### DATA IN THIS EXERCISE ###

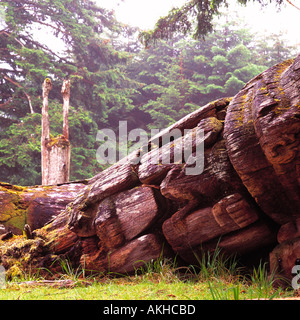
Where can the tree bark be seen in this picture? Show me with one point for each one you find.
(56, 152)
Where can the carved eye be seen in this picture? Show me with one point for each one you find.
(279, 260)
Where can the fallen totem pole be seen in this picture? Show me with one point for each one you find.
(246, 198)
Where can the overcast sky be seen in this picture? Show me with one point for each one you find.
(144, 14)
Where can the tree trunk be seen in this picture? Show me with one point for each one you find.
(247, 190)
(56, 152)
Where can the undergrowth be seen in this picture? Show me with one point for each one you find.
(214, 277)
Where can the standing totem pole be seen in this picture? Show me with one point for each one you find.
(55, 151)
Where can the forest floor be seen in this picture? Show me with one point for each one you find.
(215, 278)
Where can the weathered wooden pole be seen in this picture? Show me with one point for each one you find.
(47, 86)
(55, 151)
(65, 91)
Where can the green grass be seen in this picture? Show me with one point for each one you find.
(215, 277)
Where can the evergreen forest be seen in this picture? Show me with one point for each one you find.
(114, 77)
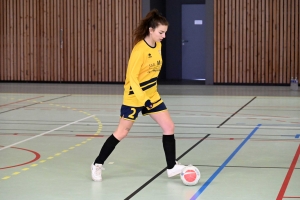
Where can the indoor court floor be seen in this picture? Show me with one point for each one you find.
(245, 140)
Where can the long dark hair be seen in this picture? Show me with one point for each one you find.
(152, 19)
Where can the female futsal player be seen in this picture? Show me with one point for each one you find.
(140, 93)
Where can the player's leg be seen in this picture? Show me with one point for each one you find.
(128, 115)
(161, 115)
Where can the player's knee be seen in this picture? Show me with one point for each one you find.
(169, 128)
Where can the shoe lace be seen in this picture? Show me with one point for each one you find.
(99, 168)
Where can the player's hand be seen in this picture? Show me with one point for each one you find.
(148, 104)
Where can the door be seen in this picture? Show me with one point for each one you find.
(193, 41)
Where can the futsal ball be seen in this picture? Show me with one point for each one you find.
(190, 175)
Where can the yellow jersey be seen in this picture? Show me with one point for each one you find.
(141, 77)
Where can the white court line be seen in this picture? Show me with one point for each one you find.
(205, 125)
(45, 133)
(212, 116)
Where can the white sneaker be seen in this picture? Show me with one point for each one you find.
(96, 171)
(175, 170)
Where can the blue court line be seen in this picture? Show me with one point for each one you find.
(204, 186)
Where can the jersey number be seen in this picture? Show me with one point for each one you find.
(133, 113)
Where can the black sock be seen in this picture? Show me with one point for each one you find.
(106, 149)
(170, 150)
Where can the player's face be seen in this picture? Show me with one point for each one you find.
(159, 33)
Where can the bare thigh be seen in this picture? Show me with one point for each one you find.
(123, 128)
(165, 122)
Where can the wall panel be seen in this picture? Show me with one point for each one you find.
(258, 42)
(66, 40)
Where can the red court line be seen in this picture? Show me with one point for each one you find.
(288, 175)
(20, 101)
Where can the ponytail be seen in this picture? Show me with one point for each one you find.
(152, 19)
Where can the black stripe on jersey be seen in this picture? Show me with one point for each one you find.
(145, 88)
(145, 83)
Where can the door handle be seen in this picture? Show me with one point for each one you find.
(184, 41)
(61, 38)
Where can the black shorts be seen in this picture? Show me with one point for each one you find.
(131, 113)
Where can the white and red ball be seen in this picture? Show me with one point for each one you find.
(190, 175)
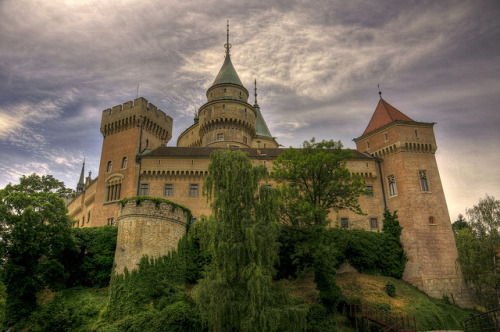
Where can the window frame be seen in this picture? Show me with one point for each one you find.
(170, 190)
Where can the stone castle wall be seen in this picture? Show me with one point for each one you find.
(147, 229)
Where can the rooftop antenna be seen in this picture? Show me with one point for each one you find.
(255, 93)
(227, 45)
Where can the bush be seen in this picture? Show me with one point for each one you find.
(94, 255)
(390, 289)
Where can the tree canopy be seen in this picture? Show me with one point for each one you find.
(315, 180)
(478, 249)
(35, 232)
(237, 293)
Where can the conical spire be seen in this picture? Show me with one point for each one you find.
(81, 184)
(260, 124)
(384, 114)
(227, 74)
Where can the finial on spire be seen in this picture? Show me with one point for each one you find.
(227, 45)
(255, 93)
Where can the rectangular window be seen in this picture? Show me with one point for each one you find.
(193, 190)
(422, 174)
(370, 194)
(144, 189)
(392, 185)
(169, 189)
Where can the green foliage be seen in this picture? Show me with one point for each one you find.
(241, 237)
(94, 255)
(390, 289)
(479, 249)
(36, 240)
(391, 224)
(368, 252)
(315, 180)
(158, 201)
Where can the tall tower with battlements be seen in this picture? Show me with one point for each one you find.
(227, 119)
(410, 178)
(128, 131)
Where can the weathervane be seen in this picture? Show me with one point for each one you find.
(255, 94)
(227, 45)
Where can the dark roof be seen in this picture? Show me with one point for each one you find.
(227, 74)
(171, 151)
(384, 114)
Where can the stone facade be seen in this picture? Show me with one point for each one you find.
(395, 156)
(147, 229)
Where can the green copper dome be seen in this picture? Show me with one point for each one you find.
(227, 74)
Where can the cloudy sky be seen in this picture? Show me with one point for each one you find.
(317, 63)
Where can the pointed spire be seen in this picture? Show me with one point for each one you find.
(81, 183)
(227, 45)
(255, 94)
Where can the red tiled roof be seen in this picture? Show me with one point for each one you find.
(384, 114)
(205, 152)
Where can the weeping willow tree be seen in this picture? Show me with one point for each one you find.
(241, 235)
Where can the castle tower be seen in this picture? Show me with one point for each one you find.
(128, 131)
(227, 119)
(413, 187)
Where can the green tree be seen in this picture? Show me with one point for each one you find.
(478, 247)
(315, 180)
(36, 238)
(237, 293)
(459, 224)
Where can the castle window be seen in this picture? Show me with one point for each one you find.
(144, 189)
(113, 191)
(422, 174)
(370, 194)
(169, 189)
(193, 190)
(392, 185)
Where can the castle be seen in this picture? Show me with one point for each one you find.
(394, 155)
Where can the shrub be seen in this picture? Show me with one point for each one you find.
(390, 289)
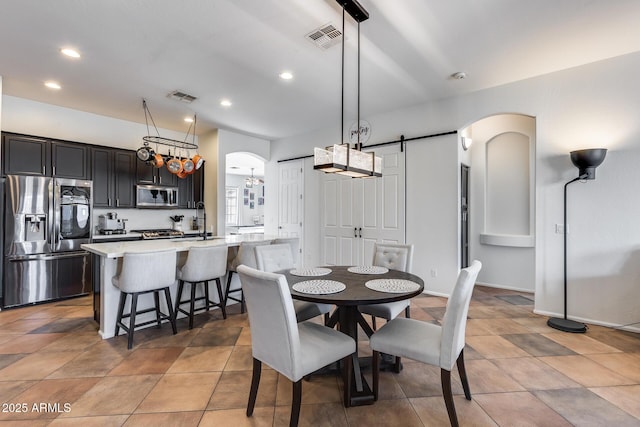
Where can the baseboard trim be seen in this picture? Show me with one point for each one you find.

###

**WORK ITEM**
Set down exactly the lines between the line containing "Where can the green tree" and the end of the records above, both ends included; pictures stay out.

**TASK ANSWER**
Where can the green tree be seen in this picture? Show me with one point for each one you find.
(478, 247)
(315, 180)
(36, 238)
(237, 293)
(459, 224)
Where can the castle window be seen in this picture? Show me with one point for each one you find.
(144, 189)
(113, 191)
(422, 174)
(370, 194)
(169, 189)
(193, 190)
(392, 185)
Where can the castle be seen in this picture? Show me with one point for each one you find.
(394, 155)
Where can the shrub be seen in this picture? Show me with one point for each one you find.
(390, 289)
Where can the baseboard trim be seen in this picture? Show me with one point for each one you find.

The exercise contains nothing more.